### [Work required]
Working from the records beneath this line, reproduce each one exactly.
—————
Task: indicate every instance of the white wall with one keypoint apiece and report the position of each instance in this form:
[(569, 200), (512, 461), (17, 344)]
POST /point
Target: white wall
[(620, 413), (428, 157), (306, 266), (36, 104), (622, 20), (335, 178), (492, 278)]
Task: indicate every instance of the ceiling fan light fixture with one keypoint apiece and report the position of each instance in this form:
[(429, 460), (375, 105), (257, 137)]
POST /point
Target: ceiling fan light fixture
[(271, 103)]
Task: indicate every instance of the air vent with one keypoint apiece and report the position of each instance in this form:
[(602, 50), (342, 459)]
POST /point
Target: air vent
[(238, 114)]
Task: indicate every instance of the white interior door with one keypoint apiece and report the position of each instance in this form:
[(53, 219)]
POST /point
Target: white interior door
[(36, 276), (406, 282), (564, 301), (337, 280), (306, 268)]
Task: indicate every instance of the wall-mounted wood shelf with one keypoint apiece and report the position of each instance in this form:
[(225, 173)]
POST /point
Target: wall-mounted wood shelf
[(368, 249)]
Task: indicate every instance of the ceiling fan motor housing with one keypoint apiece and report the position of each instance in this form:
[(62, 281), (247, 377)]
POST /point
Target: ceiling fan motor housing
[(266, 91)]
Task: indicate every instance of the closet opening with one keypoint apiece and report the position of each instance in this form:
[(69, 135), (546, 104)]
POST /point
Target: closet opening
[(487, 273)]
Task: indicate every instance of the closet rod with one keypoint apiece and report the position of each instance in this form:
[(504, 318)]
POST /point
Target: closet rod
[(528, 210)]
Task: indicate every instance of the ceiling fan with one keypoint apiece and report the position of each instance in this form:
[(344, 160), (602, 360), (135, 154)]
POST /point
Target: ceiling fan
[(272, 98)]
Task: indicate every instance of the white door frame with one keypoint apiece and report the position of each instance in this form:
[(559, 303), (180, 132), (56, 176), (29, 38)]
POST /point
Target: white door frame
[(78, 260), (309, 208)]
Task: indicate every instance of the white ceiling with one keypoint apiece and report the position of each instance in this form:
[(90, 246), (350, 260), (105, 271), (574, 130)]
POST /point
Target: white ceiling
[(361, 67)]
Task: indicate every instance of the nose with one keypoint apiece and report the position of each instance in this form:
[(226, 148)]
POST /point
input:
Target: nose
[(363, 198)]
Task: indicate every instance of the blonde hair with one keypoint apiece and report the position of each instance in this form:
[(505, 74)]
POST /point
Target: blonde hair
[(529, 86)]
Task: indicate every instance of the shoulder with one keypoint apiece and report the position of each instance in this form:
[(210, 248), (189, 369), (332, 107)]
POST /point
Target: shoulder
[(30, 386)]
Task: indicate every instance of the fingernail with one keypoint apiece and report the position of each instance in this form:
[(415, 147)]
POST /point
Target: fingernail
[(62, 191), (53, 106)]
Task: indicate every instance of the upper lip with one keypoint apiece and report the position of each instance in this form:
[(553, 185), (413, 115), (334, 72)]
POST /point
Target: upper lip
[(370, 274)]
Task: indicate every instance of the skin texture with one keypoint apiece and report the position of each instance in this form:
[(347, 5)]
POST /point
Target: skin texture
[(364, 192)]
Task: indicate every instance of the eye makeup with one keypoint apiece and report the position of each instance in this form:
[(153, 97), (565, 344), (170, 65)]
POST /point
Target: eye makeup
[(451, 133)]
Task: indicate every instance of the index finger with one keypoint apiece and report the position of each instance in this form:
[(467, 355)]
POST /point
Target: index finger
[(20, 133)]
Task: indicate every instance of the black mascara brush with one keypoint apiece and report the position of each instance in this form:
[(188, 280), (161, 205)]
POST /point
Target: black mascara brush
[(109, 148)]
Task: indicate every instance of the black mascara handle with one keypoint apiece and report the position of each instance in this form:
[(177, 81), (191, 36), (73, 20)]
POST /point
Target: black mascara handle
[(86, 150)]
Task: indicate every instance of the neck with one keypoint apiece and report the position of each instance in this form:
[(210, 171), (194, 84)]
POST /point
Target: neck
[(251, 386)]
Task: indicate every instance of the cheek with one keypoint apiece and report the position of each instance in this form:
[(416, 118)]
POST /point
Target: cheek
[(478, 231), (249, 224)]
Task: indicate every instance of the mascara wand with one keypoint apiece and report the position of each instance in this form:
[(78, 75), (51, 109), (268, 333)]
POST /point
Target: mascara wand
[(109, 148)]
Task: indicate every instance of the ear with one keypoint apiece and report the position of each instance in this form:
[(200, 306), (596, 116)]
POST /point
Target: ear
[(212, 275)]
—————
### [Problem solution]
Task: indicate every instance of the white wall with one keypoint apiece and report the position of each instance in this form:
[(569, 200), (512, 461), (17, 344)]
POST /point
Target: white wall
[(620, 413), (428, 157), (306, 266), (36, 104), (622, 20), (335, 178), (492, 278)]
Task: indicate every instance of the ceiling fan light fixture with one keypoint apiece and report the position of each instance in this form:
[(429, 460), (375, 105), (257, 137)]
POST /point
Target: ceiling fan light fixture
[(271, 103)]
Task: indicate every instance of the air vent with one keypoint apiece and report the position of each instance in this form:
[(602, 50), (342, 459)]
POST /point
Target: air vent
[(238, 114)]
Task: indicate every instance of the white interior door with one keypoint apiece and report the position of each instance in this form:
[(53, 219)]
POST /point
Target: white interior door
[(36, 276), (406, 282), (564, 301), (337, 280), (306, 268)]
Task: indicate every instance of the wall-mounted wood shelf with one keypoint apiece and report the position of each instance in this form:
[(225, 173)]
POST /point
Target: wall-mounted wood shelf
[(368, 249)]
Task: indicate every instance of the ceiling fan motor housing with one keypoint apiece and report the position of each instance in this form:
[(62, 281), (247, 377)]
POST /point
Target: ceiling fan motor housing
[(266, 91)]
Task: indicate every instance of the closet opening with one keypoint apiece and report the position of each instance in this form:
[(69, 135), (546, 104)]
POST /point
Target: closet opening
[(487, 273)]
Task: indicate every instance of the closet rod with one keypoint apiece and report the position of each instance in this form:
[(504, 318)]
POST /point
Target: closet rod
[(528, 210)]
Task: indicate every instance of the ceiling fan with one keypoint apiece and report the position of each instance in this form:
[(344, 160), (602, 360), (135, 154)]
POST /point
Target: ceiling fan
[(272, 98)]
Task: indicate every instance of the white door frame with one keypoint apiece and report the position of each instance in this form:
[(559, 303), (180, 132), (56, 176), (29, 38)]
POST /point
Target: white door frame
[(78, 260), (309, 208)]
Task: indicate every instance of the white ceiling with one keypoint apiece and report the position of each instance in this form:
[(90, 246), (350, 260), (105, 271), (574, 130)]
POST /point
Target: white ceiling
[(361, 67)]
Task: indicate every instance of the nose with one keypoint apiece and report the position of each instance in this form:
[(226, 148)]
POST /point
input:
Target: nose
[(363, 198)]
Task: indicate every instance of the blonde hair with one keypoint apiece and report the position of each instance in this form:
[(505, 74)]
POST /point
Target: blonde hair
[(529, 86)]
Task: indicate every instance of the shoulder with one keypoint apiece and report the position of each instance in this form:
[(210, 248), (189, 369), (332, 107)]
POST /point
Target: shoulder
[(30, 386)]
Task: indicate every instance of the fingernail with one keypoint apiece and report the position of each instance in this form:
[(415, 147)]
POST /point
Target: fingernail
[(62, 191), (53, 106)]
Task: indicate every instance of the upper lip with one keypoint apiece and report the position of each instance in this form:
[(553, 185), (413, 115), (334, 72)]
POST /point
Target: upper lip
[(370, 274)]
Task: indicate every instance of the skin texture with one keypoint apiece and report the position of each instance in this form:
[(347, 5)]
POST /point
Target: skin texture
[(364, 192)]
Task: indicate every instance of the eye makeup with one keypoint apiece and report the position of each instance in this form:
[(153, 97), (565, 344), (170, 65)]
POST /point
Target: eye makeup
[(451, 133)]
Task: indicate every instance of the index finger with one keypoint apiece and report the position of each instance in this form:
[(467, 355)]
POST /point
Target: index finger
[(20, 133)]
Task: indicate every instance of the black mascara brush with one keypoint apiece and report the position of each instance in this form:
[(188, 280), (161, 205)]
POST /point
Target: black mascara brush
[(109, 148)]
Task: indicate every instance of the black mascara handle with one keypoint apiece and report the position of each instance in this form:
[(177, 81), (191, 36), (73, 20)]
POST /point
Target: black mascara handle
[(86, 150)]
Task: indicate every instance of the neck with one keypoint apiece and report the position of each instance in this form:
[(210, 171), (194, 84)]
POST /point
Target: neck
[(251, 386)]
Task: indicate every instance of the cheek with one keypoint apiece and report the position of each instance in this form:
[(416, 118)]
POST /point
Target: cheek
[(478, 231), (249, 224)]
Task: indicate every instance of the mascara wand with one keypoint apiece and report the position of each instance in this form:
[(78, 75), (51, 109), (268, 333)]
POST /point
Target: mascara wand
[(109, 148)]
Task: indicate every instance of the ear with one keypoint apiece and report the position of each instance in this form:
[(200, 306), (596, 116)]
POST /point
Target: ear
[(212, 275)]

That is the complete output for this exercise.